======== AVAILABLE RECORDS ========

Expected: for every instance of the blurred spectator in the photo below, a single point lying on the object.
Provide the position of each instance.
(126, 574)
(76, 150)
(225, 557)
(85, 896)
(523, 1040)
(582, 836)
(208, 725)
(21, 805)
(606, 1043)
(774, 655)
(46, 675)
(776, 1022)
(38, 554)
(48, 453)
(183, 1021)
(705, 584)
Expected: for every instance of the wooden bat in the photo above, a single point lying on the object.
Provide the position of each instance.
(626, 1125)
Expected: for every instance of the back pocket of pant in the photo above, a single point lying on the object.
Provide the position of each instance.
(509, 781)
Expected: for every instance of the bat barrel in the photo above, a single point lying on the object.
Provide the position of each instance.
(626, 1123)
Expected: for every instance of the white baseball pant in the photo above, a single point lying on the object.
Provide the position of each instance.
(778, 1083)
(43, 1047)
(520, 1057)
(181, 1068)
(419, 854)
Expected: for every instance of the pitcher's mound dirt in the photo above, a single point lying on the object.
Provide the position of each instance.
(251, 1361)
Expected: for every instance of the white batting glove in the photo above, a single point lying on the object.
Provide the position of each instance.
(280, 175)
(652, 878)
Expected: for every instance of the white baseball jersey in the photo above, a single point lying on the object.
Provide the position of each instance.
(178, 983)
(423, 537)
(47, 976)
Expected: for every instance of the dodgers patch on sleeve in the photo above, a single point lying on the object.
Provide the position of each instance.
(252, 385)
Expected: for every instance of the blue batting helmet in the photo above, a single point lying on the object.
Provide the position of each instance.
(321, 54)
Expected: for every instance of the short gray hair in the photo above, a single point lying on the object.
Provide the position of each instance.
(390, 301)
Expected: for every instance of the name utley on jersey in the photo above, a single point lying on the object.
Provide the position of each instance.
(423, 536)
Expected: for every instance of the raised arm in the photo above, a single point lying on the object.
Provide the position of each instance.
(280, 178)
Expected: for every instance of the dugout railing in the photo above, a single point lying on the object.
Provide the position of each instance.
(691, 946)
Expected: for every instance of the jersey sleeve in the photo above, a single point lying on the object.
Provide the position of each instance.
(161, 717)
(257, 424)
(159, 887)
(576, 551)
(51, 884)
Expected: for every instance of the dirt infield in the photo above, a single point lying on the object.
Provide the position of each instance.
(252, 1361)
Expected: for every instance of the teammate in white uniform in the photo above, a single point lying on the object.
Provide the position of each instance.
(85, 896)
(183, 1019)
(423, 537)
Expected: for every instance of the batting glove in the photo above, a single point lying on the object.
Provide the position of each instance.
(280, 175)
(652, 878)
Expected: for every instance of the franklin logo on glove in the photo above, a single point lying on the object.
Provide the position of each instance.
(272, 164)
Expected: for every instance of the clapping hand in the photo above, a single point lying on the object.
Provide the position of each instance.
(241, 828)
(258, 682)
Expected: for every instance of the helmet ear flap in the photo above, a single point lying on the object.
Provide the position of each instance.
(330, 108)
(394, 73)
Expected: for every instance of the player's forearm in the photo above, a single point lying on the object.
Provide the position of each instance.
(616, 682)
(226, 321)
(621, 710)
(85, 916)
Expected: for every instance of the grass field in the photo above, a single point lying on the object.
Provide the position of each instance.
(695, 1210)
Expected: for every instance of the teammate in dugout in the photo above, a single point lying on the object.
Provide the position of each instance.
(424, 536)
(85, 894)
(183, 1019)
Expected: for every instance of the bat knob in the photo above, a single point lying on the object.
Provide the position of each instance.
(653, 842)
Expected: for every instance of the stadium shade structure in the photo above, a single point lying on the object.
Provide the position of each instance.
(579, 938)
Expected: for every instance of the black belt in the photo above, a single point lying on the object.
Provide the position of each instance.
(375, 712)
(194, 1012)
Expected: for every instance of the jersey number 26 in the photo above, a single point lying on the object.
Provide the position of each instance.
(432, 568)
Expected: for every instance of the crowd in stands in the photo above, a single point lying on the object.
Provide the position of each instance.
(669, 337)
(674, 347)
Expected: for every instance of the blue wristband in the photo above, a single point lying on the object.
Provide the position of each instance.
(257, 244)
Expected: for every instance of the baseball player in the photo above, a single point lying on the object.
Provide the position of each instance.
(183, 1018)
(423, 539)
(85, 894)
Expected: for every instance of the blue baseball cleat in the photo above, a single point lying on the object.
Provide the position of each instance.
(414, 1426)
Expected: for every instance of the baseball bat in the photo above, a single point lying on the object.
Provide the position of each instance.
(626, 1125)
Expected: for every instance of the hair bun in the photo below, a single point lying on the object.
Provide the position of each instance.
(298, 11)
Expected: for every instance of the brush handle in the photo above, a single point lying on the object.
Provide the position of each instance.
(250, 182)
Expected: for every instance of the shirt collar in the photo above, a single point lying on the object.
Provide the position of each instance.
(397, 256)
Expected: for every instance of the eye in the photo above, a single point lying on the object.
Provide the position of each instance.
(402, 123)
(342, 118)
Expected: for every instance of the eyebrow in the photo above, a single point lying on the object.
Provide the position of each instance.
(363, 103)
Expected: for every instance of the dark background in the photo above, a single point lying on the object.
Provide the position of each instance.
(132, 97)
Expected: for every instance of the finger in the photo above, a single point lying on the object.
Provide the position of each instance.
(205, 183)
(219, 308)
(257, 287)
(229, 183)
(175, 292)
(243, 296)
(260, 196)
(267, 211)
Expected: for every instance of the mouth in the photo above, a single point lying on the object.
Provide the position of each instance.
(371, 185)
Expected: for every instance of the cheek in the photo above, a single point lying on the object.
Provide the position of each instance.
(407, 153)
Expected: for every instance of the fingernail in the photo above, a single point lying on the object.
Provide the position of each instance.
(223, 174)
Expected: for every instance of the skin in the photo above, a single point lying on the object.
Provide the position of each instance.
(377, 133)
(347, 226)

========
======== AVAILABLE RECORDS ========

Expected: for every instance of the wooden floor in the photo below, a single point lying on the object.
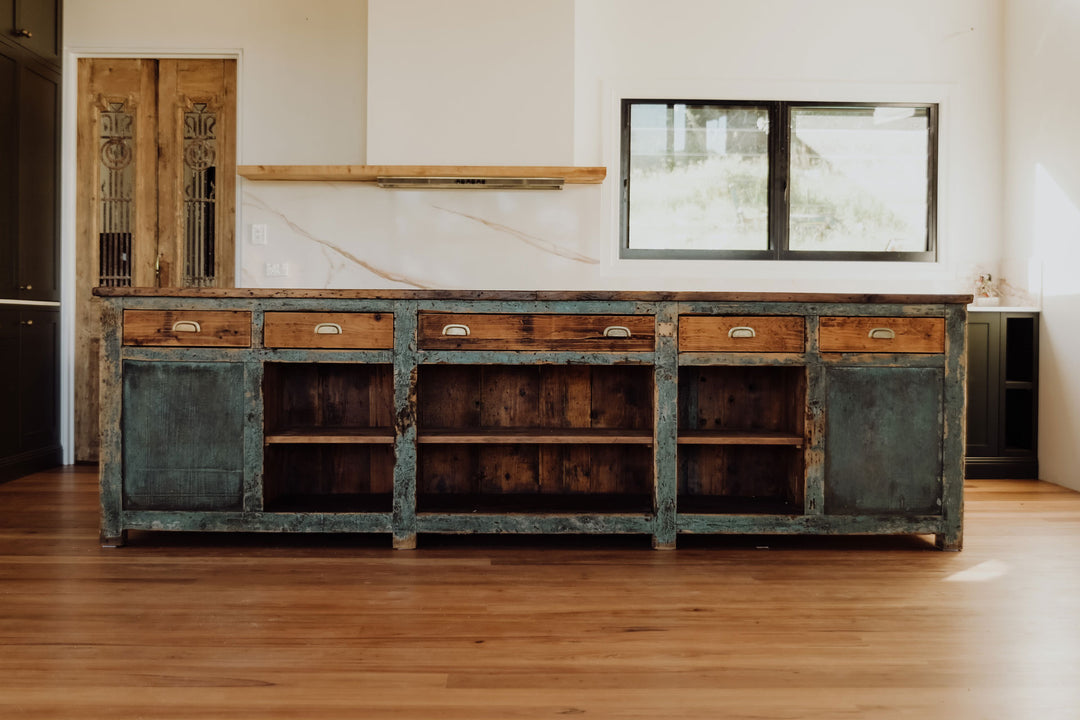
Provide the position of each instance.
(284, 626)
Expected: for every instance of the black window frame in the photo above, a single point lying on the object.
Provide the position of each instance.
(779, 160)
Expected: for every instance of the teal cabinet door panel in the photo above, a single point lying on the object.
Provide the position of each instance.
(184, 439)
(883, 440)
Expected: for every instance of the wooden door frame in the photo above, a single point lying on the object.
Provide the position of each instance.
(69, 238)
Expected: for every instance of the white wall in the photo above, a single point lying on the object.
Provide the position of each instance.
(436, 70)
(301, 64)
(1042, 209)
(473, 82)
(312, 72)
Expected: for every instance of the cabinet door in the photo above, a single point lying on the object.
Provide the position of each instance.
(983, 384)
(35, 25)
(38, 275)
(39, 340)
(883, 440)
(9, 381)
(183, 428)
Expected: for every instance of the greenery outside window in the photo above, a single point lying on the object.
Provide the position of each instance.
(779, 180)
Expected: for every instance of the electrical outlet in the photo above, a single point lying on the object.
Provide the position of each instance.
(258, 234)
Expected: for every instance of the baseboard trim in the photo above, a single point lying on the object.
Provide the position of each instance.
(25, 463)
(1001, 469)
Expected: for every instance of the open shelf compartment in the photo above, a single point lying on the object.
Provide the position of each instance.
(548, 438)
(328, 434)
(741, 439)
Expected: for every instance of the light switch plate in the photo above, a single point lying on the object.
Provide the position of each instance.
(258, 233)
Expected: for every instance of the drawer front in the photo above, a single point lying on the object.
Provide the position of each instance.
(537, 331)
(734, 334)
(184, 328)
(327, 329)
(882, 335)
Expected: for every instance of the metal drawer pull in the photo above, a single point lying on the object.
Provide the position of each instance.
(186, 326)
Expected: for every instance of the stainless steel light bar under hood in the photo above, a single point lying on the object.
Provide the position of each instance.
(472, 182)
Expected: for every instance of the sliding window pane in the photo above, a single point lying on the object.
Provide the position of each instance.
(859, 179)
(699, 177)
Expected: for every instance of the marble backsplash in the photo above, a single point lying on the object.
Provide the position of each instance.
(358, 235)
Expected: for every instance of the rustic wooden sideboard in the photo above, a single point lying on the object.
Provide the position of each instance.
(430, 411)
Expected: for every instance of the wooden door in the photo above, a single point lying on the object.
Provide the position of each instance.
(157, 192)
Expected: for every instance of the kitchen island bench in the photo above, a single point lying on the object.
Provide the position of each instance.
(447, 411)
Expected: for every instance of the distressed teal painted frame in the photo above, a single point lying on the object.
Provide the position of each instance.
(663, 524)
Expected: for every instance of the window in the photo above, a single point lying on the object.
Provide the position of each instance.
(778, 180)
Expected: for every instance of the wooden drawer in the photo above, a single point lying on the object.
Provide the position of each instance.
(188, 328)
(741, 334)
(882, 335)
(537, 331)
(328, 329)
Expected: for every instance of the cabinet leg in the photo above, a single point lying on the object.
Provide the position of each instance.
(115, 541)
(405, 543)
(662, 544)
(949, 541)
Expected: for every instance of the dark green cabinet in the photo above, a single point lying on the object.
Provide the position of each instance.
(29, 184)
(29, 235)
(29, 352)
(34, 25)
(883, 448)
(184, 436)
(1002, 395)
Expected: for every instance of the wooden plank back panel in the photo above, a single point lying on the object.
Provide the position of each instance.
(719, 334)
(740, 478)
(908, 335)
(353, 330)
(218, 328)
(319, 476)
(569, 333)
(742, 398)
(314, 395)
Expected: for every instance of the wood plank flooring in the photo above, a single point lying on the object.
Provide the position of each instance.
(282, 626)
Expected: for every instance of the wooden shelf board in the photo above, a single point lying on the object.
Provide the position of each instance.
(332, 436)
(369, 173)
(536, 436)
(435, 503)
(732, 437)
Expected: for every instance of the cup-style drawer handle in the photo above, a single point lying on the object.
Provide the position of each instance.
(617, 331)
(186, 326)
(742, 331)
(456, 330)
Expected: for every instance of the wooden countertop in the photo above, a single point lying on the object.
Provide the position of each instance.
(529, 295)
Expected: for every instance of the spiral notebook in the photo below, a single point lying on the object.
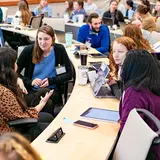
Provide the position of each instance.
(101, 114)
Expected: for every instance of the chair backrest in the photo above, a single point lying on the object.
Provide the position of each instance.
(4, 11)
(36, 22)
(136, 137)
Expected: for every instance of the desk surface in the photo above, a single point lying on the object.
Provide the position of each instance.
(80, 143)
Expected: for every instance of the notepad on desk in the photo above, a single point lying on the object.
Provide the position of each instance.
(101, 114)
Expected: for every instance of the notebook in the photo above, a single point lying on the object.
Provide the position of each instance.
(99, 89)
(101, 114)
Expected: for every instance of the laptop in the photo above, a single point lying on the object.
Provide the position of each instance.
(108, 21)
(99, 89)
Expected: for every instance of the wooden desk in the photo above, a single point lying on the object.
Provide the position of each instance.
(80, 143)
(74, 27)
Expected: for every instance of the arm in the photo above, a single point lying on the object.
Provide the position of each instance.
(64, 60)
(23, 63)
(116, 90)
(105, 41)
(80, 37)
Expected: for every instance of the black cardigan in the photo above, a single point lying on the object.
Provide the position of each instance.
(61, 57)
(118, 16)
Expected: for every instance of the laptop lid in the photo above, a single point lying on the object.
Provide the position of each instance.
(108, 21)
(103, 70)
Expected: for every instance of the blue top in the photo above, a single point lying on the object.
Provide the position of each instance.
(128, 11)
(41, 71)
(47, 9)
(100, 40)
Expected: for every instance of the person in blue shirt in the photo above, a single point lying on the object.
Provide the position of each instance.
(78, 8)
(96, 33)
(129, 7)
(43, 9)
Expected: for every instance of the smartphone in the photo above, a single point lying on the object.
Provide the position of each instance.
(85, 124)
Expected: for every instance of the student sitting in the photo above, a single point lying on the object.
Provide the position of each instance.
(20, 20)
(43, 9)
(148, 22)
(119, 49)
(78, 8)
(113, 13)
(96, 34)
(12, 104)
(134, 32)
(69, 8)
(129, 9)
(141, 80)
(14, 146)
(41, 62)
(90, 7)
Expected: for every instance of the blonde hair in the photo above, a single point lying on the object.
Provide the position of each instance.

========
======== AVAILABLE RECORDS ========

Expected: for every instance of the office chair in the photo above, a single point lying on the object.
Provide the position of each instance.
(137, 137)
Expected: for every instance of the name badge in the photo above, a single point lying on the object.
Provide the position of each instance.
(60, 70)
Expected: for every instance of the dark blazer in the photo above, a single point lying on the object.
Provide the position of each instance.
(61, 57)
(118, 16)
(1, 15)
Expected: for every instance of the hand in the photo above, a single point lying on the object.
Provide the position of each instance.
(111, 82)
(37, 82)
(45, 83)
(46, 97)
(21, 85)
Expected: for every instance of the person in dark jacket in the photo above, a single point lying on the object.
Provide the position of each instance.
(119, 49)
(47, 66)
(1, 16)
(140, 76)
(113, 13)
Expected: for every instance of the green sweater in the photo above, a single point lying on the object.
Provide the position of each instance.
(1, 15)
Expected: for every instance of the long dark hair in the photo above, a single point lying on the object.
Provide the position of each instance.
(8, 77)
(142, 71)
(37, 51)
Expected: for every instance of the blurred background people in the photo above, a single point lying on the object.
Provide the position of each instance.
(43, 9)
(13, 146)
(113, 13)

========

_PROBLEM TO WORK ON_
Copy out every line in the stretch from the line containing "Expected: for every instance of the franklin" through the line containing "(695, 1210)", both included, reproducing each one precisely.

_WORKED SOLUTION_
Expected: for every instance of the franklin logo on glove in the photo above, a single point lying on the object.
Provide the position of each instance.
(272, 164)
Expected: for every instance of the clapping hand in the photo above, a single point lying on the object.
Provide the position of each instance.
(241, 828)
(258, 682)
Expected: for every instance of the helmet ear flap in the photo above, a single point lying on the object.
Provide the position of each instance.
(330, 108)
(394, 73)
Expected: for every instance of the player's forearm in the photo above, a single point lying on the object.
Provide the position of each instance.
(616, 682)
(226, 321)
(621, 710)
(85, 916)
Expected: for every instance of the grass field in the photo above, a single point lying on the object.
Provide the position of each instance.
(695, 1210)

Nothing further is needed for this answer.